▸ Problem to work on
Convert the lines of the listing below into a Markdown table, starting at the line that contains "Where can you see the slate" and ending at the last line of the listing. Use the columns Row and Line, number each row, and leave out any blank lines.

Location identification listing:
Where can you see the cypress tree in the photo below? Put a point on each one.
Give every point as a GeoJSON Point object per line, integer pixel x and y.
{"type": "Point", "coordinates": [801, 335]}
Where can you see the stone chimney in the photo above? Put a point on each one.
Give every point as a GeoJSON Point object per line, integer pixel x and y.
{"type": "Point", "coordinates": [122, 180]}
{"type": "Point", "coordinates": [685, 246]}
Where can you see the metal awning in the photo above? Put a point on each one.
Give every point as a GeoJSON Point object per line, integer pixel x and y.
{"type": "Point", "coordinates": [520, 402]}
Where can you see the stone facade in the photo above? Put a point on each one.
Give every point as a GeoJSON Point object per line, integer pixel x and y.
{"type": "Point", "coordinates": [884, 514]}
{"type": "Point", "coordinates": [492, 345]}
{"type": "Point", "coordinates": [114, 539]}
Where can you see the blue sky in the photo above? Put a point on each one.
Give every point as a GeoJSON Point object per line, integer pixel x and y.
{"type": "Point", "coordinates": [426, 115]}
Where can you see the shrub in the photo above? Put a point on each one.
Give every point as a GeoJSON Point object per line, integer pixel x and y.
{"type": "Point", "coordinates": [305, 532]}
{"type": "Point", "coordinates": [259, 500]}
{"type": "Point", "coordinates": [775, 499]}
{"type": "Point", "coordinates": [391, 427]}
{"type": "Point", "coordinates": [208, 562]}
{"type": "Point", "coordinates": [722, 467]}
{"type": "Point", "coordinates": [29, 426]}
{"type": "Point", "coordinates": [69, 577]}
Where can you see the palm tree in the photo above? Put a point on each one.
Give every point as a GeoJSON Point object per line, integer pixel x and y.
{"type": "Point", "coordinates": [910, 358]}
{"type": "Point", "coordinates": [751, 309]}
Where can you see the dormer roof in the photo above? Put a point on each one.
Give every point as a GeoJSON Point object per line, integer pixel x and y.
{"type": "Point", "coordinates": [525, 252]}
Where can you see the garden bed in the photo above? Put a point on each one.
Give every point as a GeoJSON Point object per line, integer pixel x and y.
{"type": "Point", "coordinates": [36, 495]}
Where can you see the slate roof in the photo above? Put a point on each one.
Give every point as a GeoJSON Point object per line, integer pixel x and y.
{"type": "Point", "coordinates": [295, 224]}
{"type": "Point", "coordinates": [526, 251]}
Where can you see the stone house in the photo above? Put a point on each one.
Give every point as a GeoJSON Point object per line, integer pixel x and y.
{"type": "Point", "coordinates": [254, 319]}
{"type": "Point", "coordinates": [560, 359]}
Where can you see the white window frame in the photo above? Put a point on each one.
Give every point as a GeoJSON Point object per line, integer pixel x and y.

▸ Written solution
| Row | Line |
|---|---|
| 1 | Where can you see the slate roof in the photo above? Put a point on each one. |
| 2 | Give every point as a GeoJSON Point object per line, integer pixel x and y. |
| 3 | {"type": "Point", "coordinates": [295, 224]} |
| 4 | {"type": "Point", "coordinates": [526, 251]} |
| 5 | Where can you see the stone house in the photo above? Put a point on each one. |
| 6 | Give every point as a GeoJSON Point object per line, integer pixel x and y. |
| 7 | {"type": "Point", "coordinates": [254, 319]} |
| 8 | {"type": "Point", "coordinates": [560, 359]} |
| 9 | Where can you see the white window frame in the photo above? Put a point on each one. |
| 10 | Give every point as a GeoJSON Point object per line, integer pixel x and y. |